[Dataset items]
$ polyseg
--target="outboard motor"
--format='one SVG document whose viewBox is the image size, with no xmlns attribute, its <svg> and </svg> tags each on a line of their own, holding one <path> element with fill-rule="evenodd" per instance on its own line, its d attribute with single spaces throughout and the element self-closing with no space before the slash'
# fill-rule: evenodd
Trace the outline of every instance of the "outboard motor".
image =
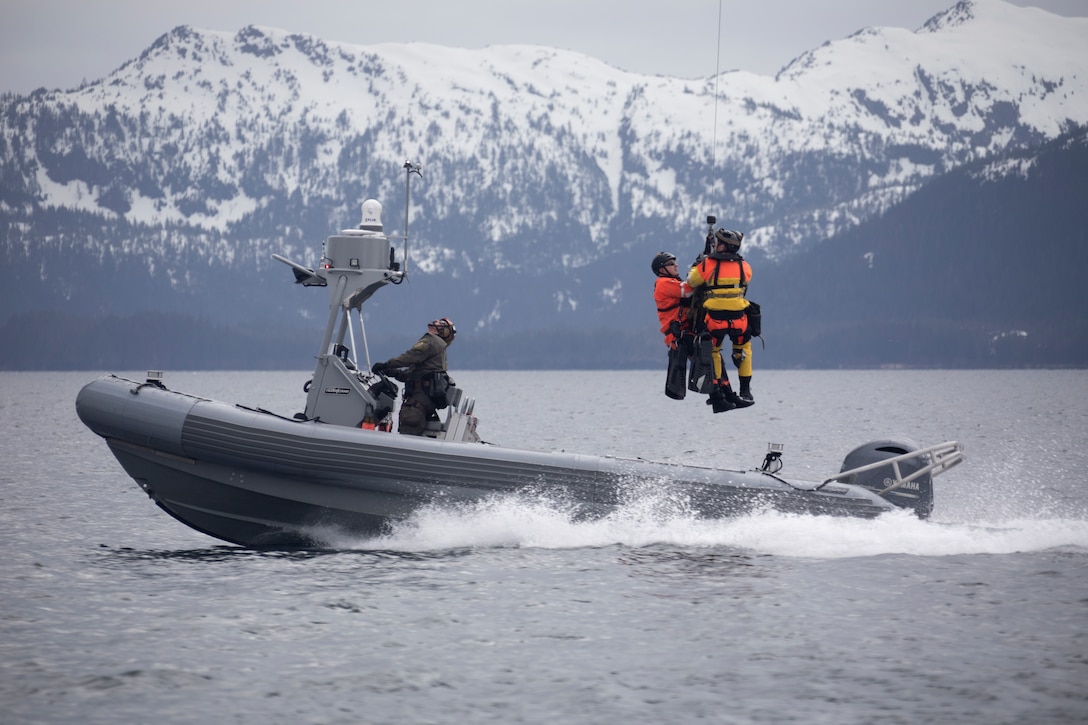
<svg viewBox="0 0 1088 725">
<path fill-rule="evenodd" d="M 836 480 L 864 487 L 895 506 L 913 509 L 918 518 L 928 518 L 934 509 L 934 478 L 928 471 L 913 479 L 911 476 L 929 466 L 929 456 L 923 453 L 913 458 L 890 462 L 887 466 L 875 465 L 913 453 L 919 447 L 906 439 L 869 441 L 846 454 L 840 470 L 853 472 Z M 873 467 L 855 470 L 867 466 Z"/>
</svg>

==

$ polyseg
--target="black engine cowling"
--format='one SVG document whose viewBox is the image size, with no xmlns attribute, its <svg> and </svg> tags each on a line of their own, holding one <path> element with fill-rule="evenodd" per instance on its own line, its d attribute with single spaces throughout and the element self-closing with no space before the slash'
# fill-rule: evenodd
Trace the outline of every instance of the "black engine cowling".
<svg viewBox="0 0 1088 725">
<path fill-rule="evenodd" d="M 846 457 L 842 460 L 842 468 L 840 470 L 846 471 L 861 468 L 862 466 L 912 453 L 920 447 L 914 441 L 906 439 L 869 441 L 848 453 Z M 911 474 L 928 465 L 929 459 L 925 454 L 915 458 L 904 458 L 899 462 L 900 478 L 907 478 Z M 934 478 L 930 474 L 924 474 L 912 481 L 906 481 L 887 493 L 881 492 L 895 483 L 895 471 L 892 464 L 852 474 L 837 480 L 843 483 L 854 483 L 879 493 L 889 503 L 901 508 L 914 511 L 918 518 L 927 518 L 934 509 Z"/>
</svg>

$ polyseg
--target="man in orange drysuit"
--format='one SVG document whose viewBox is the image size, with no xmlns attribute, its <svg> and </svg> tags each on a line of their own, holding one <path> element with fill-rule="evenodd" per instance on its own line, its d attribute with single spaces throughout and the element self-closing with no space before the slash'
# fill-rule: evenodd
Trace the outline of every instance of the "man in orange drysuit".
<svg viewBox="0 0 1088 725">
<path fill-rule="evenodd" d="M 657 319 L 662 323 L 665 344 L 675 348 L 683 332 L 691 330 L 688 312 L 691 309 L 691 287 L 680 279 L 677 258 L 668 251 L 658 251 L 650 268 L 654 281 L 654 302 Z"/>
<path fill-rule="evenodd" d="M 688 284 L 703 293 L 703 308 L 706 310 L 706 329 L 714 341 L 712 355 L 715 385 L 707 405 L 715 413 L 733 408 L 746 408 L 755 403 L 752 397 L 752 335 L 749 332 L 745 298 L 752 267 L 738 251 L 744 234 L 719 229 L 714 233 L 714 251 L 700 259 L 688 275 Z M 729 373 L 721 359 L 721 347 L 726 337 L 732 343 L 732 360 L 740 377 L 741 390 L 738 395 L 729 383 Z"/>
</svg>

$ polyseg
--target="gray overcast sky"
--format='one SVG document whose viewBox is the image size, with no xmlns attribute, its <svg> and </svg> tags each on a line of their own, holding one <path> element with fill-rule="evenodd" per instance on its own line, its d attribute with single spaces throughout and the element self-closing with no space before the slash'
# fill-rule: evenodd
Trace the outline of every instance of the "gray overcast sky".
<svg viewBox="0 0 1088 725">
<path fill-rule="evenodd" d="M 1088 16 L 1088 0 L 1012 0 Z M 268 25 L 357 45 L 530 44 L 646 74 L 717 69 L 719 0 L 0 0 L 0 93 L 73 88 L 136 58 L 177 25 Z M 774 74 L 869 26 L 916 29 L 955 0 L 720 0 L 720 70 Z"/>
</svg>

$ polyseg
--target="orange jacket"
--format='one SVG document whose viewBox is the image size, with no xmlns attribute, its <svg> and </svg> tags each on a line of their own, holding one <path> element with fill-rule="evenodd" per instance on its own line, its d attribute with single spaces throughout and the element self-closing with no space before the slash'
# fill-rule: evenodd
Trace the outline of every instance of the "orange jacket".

- **Directive**:
Extract every line of the dataset items that contains the word "gray".

- **Expected answer**:
--target="gray overcast sky"
Trace the outline of every instance of the "gray overcast sky".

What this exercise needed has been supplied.